ASSIGNED TASK: State the count of lines below in which the word "tree" appears, and add nothing.

(MATERIAL FOR THIS TASK Opens)

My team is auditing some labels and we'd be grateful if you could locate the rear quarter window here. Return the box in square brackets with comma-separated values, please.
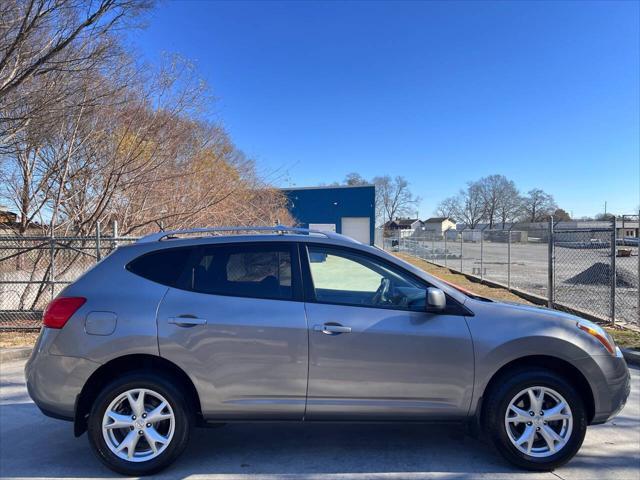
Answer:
[126, 248, 192, 287]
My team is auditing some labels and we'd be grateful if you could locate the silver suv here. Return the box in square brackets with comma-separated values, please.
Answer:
[25, 227, 630, 476]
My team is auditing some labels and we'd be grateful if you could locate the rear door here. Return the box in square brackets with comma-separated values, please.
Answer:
[154, 242, 308, 420]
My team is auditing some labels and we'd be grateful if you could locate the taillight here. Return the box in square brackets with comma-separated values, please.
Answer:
[43, 297, 86, 329]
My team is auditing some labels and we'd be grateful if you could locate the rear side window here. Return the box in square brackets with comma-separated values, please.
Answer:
[191, 244, 294, 300]
[127, 248, 192, 287]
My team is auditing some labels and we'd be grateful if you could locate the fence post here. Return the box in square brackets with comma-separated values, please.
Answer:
[480, 227, 484, 280]
[444, 229, 448, 268]
[610, 217, 616, 325]
[460, 228, 464, 272]
[96, 222, 102, 262]
[431, 234, 435, 262]
[548, 217, 554, 308]
[507, 225, 512, 289]
[112, 220, 118, 250]
[49, 230, 55, 301]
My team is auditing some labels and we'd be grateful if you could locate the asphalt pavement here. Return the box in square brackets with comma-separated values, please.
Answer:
[1, 358, 638, 480]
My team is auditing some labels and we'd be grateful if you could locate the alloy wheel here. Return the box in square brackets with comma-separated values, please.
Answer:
[504, 386, 573, 458]
[101, 388, 175, 462]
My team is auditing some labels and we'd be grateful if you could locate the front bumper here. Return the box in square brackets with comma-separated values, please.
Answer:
[25, 328, 100, 421]
[585, 348, 631, 425]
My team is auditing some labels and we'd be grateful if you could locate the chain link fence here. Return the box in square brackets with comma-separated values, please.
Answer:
[2, 220, 638, 330]
[377, 218, 639, 327]
[552, 228, 615, 322]
[0, 226, 138, 330]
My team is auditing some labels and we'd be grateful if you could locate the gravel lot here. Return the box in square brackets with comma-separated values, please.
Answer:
[1, 358, 638, 480]
[404, 239, 639, 325]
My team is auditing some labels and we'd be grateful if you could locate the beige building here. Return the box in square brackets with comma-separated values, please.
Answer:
[423, 217, 456, 234]
[616, 220, 638, 238]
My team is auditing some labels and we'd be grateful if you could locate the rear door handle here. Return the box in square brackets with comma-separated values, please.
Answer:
[168, 315, 207, 327]
[314, 323, 352, 335]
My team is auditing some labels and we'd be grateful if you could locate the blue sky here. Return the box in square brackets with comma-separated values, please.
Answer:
[133, 0, 639, 218]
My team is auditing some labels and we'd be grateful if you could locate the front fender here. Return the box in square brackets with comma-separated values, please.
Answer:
[475, 335, 595, 392]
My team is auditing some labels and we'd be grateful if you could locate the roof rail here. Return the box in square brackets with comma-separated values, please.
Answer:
[137, 225, 359, 244]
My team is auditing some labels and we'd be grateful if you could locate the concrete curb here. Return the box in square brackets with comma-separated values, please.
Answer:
[622, 348, 640, 367]
[0, 347, 32, 363]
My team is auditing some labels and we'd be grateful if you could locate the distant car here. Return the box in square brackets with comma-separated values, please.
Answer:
[26, 226, 630, 476]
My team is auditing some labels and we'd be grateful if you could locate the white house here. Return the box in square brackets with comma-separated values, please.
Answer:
[422, 217, 456, 235]
[383, 218, 424, 238]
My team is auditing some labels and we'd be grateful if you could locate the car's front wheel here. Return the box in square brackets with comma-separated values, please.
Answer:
[484, 368, 587, 471]
[87, 373, 191, 476]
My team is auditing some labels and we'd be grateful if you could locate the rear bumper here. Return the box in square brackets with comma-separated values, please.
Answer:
[25, 328, 100, 421]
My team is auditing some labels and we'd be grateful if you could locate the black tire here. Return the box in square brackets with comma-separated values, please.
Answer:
[87, 372, 192, 476]
[483, 367, 587, 471]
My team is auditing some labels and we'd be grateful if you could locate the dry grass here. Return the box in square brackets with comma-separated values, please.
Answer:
[394, 253, 640, 350]
[394, 253, 534, 305]
[605, 327, 640, 350]
[0, 331, 40, 349]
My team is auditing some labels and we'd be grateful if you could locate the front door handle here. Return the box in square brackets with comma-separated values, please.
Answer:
[314, 323, 352, 335]
[168, 315, 207, 327]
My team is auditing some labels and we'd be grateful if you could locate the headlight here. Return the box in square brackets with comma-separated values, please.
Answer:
[576, 319, 616, 355]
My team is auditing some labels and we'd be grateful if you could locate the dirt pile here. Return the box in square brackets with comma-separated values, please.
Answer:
[565, 262, 638, 288]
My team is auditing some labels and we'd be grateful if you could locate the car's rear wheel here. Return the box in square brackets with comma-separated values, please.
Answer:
[87, 373, 191, 476]
[484, 368, 587, 471]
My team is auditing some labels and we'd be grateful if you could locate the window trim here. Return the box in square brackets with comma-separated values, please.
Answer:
[300, 243, 471, 315]
[180, 241, 304, 302]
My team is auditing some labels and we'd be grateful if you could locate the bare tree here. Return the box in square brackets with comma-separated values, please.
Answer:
[0, 1, 153, 148]
[2, 54, 292, 236]
[1, 48, 143, 234]
[453, 182, 484, 229]
[372, 175, 420, 227]
[2, 54, 293, 309]
[496, 179, 521, 228]
[595, 212, 615, 221]
[435, 196, 458, 221]
[0, 0, 151, 99]
[0, 1, 298, 315]
[343, 172, 368, 186]
[522, 188, 557, 222]
[553, 208, 571, 222]
[478, 175, 517, 228]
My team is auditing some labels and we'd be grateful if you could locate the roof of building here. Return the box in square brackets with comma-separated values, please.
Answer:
[0, 209, 19, 225]
[280, 184, 374, 191]
[424, 217, 453, 224]
[382, 218, 422, 229]
[616, 221, 639, 229]
[396, 218, 420, 225]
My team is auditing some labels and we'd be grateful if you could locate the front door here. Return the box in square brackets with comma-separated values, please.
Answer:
[157, 242, 308, 420]
[302, 244, 474, 420]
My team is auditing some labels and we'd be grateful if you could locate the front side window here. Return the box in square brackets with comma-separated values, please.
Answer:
[191, 244, 293, 300]
[307, 246, 427, 310]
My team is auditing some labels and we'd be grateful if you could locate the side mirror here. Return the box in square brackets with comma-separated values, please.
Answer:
[426, 287, 446, 313]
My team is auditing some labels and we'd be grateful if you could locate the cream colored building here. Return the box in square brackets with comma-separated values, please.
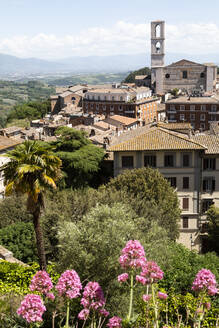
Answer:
[109, 123, 219, 251]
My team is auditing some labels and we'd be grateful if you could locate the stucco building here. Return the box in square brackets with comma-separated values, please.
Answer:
[83, 86, 159, 124]
[109, 123, 219, 251]
[165, 96, 219, 130]
[151, 21, 217, 95]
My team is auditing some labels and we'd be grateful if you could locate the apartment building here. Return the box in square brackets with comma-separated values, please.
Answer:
[83, 86, 159, 124]
[165, 96, 219, 131]
[109, 123, 219, 251]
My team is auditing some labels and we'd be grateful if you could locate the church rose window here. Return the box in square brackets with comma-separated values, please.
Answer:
[165, 73, 170, 78]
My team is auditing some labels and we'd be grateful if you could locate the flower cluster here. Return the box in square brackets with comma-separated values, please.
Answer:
[78, 281, 109, 320]
[139, 261, 164, 284]
[30, 270, 54, 298]
[119, 240, 146, 270]
[107, 316, 122, 328]
[158, 292, 168, 300]
[118, 273, 129, 283]
[142, 294, 151, 302]
[56, 270, 82, 299]
[192, 269, 218, 295]
[17, 294, 46, 323]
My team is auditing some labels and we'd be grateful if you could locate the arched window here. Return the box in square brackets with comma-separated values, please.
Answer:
[156, 42, 161, 54]
[155, 24, 161, 38]
[120, 96, 123, 101]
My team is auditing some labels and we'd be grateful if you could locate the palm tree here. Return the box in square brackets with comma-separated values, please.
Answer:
[3, 140, 62, 270]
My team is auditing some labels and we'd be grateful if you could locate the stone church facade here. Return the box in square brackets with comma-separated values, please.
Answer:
[151, 21, 217, 95]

(MATERIAL FOR THIS TASK Closes)

REPLY TO THE EXERCISE: 2